● TASK PROMPT
Would you print every entry exactly as it appears?

[Items from a data source]

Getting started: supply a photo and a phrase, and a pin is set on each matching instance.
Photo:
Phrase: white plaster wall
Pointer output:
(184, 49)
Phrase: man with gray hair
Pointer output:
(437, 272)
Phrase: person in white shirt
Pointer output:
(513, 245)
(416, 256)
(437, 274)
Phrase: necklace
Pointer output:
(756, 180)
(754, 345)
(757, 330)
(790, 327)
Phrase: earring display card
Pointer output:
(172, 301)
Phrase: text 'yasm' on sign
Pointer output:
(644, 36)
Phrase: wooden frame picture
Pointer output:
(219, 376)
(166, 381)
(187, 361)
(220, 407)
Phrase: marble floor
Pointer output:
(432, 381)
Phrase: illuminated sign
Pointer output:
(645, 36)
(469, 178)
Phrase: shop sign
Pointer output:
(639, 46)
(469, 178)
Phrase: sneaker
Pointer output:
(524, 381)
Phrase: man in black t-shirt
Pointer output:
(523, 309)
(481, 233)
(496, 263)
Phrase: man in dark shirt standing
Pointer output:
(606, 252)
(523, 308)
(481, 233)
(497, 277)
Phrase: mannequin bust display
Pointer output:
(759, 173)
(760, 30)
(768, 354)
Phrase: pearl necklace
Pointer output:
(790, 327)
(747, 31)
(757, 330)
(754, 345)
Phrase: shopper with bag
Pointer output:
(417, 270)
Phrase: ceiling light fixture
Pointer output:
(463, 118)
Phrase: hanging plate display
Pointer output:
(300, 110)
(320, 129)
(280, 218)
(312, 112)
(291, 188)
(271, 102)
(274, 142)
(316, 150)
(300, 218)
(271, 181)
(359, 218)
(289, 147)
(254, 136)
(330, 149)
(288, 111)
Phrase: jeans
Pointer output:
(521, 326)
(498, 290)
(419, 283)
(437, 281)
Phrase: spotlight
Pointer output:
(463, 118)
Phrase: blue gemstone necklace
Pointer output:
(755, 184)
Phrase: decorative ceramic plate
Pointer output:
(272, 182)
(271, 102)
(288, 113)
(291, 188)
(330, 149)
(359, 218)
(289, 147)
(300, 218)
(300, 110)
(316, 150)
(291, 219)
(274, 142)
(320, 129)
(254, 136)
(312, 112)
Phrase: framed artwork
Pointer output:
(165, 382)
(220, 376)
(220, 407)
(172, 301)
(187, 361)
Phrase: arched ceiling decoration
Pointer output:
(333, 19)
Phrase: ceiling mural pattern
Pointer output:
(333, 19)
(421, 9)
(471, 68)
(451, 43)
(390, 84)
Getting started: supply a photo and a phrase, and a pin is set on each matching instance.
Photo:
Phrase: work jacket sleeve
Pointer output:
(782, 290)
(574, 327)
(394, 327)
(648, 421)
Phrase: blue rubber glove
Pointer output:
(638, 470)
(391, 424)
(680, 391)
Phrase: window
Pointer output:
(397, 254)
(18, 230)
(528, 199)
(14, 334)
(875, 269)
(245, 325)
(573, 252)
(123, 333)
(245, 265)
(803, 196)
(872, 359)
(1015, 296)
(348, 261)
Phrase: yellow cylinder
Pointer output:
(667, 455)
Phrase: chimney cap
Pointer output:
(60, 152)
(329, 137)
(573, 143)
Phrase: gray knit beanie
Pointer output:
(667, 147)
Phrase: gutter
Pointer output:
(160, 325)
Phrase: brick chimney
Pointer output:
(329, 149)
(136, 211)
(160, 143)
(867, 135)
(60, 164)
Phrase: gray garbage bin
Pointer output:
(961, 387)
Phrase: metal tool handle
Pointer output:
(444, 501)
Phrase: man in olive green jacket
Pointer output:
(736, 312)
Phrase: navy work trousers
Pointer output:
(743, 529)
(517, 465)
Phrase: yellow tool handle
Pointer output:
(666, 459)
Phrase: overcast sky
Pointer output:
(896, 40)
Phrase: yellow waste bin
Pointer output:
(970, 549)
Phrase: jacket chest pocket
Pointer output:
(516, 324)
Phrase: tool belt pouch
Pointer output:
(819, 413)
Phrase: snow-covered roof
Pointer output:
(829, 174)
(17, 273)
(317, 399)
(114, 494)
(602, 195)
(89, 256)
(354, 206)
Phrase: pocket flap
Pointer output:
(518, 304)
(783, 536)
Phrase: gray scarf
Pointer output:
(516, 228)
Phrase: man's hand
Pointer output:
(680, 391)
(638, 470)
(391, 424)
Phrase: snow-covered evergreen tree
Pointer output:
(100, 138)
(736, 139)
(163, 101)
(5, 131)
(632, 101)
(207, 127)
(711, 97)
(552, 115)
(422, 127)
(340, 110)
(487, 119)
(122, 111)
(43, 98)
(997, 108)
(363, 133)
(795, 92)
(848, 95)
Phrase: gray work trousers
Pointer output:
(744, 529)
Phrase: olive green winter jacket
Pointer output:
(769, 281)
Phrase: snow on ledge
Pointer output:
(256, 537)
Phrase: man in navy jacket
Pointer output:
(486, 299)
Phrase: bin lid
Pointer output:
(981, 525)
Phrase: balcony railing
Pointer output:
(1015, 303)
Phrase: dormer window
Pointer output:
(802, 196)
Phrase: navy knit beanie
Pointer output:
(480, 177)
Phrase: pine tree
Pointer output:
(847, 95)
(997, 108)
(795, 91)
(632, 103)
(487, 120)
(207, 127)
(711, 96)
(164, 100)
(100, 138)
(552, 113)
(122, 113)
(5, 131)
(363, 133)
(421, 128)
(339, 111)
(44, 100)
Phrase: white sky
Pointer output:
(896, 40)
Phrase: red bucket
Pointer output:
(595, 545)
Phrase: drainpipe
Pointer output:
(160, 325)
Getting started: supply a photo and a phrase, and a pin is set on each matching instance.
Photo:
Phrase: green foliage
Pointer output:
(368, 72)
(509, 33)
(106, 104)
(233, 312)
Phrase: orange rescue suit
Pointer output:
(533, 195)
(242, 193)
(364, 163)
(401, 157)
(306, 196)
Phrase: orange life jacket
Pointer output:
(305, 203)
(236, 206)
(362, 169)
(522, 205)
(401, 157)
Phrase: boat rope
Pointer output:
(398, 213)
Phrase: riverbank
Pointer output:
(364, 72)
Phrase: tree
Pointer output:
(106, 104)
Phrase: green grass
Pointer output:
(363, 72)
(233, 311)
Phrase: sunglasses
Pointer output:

● RESPONSE
Getting started: supply a photo and a phrase, and a pin is set on each matching instance.
Photo:
Phrase: white plaster wall
Pointer output:
(184, 49)
Phrase: man with gray hair
Pointer output:
(437, 272)
Phrase: person in white shirt
Pointer output:
(513, 245)
(416, 256)
(437, 274)
Phrase: necklace
Pointer output:
(756, 180)
(754, 345)
(757, 330)
(790, 327)
Phrase: earring display card
Pointer output:
(172, 301)
Phrase: text 'yasm' on sign
Pointer output:
(644, 36)
Phrase: wooden frame picture
Pointer output:
(219, 376)
(166, 381)
(187, 361)
(220, 407)
Phrase: marble floor
Pointer output:
(432, 381)
Phrase: illuminated sign
Pointer output:
(645, 36)
(469, 178)
Phrase: shop sign
Pointer output:
(639, 46)
(469, 178)
Phrase: sneaker
Pointer output:
(524, 381)
Phrase: man in black t-shirt
Pointer output:
(523, 309)
(481, 233)
(496, 263)
Phrase: man in dark shirt standing
Pointer output:
(606, 252)
(523, 308)
(481, 233)
(497, 277)
Phrase: mannequin bust display
Pointer output:
(759, 173)
(760, 30)
(768, 354)
Phrase: pearl necklace
Pointer output:
(790, 327)
(747, 31)
(757, 330)
(754, 345)
Phrase: shopper with bag
Pointer output:
(417, 270)
Phrase: ceiling light fixture
Pointer output:
(463, 118)
Phrase: hanging plate display
Pointer output:
(300, 110)
(320, 129)
(280, 218)
(312, 112)
(291, 188)
(271, 102)
(274, 142)
(316, 150)
(300, 218)
(271, 181)
(359, 218)
(289, 147)
(254, 136)
(330, 149)
(288, 111)
Phrase: jeans
Pointer output:
(521, 326)
(498, 290)
(419, 283)
(437, 281)
Phrase: spotlight
Pointer output:
(463, 118)
Phrase: blue gemstone necklace
Pointer output:
(755, 184)
Phrase: decorative ceramic plate
Pointer output:
(272, 182)
(271, 102)
(288, 113)
(291, 188)
(330, 149)
(359, 218)
(289, 147)
(300, 218)
(300, 110)
(316, 150)
(291, 219)
(274, 142)
(320, 129)
(254, 136)
(312, 112)
Phrase: framed artwork
Pointer output:
(165, 382)
(220, 376)
(220, 407)
(172, 301)
(187, 361)
Phrase: arched ceiling decoration
Pointer output:
(333, 19)
Phrase: ceiling mural pattern
Pointer output:
(333, 19)
(421, 9)
(471, 68)
(451, 43)
(390, 84)
Getting started: supply a photo and a phrase, and a pin is set on each matching instance.
Photo:
Phrase: work jacket sleeve
Pointer output:
(782, 290)
(574, 327)
(394, 327)
(648, 421)
Phrase: blue rubber glove
Pointer output:
(638, 470)
(391, 424)
(680, 391)
Phrase: window
Pointer output:
(397, 254)
(18, 230)
(528, 199)
(14, 334)
(875, 269)
(245, 325)
(573, 252)
(123, 333)
(245, 265)
(803, 196)
(872, 359)
(1015, 296)
(348, 261)
Phrase: yellow cylinder
Pointer output:
(667, 455)
Phrase: chimney cap
Pointer output:
(60, 152)
(329, 137)
(573, 143)
Phrase: gray knit beanie
Pointer output:
(667, 147)
Phrase: gutter
Pointer output:
(160, 325)
Phrase: brick chimney
Pointer output:
(329, 149)
(136, 211)
(160, 143)
(867, 135)
(60, 164)
Phrase: gray garbage bin
Pointer output:
(961, 387)
Phrase: metal tool handle
Pointer output:
(444, 501)
Phrase: man in olive green jacket
Pointer output:
(736, 312)
Phrase: navy work trousers
Pointer output:
(743, 529)
(517, 465)
Phrase: yellow tool handle
Pointer output:
(666, 459)
Phrase: overcast sky
Pointer output:
(896, 40)
Phrase: yellow waste bin
Pointer output:
(970, 549)
Phrase: jacket chest pocket
Pointer output:
(516, 324)
Phrase: tool belt pouch
Pointer output:
(819, 413)
Phrase: snow-covered roof
Pointer output:
(829, 174)
(17, 273)
(317, 399)
(114, 494)
(602, 195)
(89, 256)
(354, 206)
Phrase: pocket flap
Pointer output:
(518, 304)
(783, 536)
Phrase: gray scarf
Pointer output:
(516, 228)
Phrase: man's hand
Pointer output:
(680, 391)
(638, 470)
(391, 424)
Phrase: snow-covered evergreen tree
Pointer output:
(100, 138)
(736, 139)
(163, 101)
(5, 131)
(632, 101)
(207, 127)
(711, 97)
(552, 115)
(422, 127)
(340, 110)
(487, 119)
(122, 111)
(43, 98)
(997, 108)
(363, 133)
(795, 92)
(848, 95)
Phrase: gray work trousers
Pointer output:
(744, 529)
Phrase: olive green winter jacket
Pointer output:
(769, 281)
Phrase: snow on ledge
Pointer output:
(256, 537)
Phrase: man in navy jacket
Pointer output:
(486, 299)
Phrase: bin lid
Pointer output:
(981, 525)
Phrase: balcony railing
Pointer output:
(1015, 303)
Phrase: dormer window
Pointer output:
(802, 196)
Phrase: navy knit beanie
Pointer output:
(480, 177)
Phrase: pine tree
Pointer output:
(847, 95)
(997, 108)
(795, 91)
(632, 103)
(487, 120)
(207, 127)
(711, 96)
(164, 100)
(100, 138)
(552, 113)
(122, 113)
(5, 131)
(363, 133)
(421, 128)
(339, 111)
(44, 100)
Phrase: white sky
Pointer output:
(896, 40)
Phrase: red bucket
Pointer output:
(595, 545)
Phrase: drainpipe
Pointer output:
(160, 325)
Getting started: supply a photo and a phrase, and a pin is set on each matching instance.
Photo:
Phrase: green foliage
Pointer output:
(368, 72)
(509, 33)
(106, 104)
(233, 312)
Phrase: orange rescue suit
Pointer output:
(533, 195)
(242, 193)
(364, 163)
(401, 157)
(306, 196)
Phrase: orange life jacket
Pointer output:
(305, 203)
(236, 206)
(362, 169)
(522, 205)
(401, 157)
Phrase: boat rope
Pointer output:
(398, 213)
Phrase: riverbank
Pointer output:
(364, 72)
Phrase: tree
Pointer output:
(106, 104)
Phrase: green grass
Pointer output:
(363, 72)
(233, 311)
Phrase: sunglasses
Pointer output:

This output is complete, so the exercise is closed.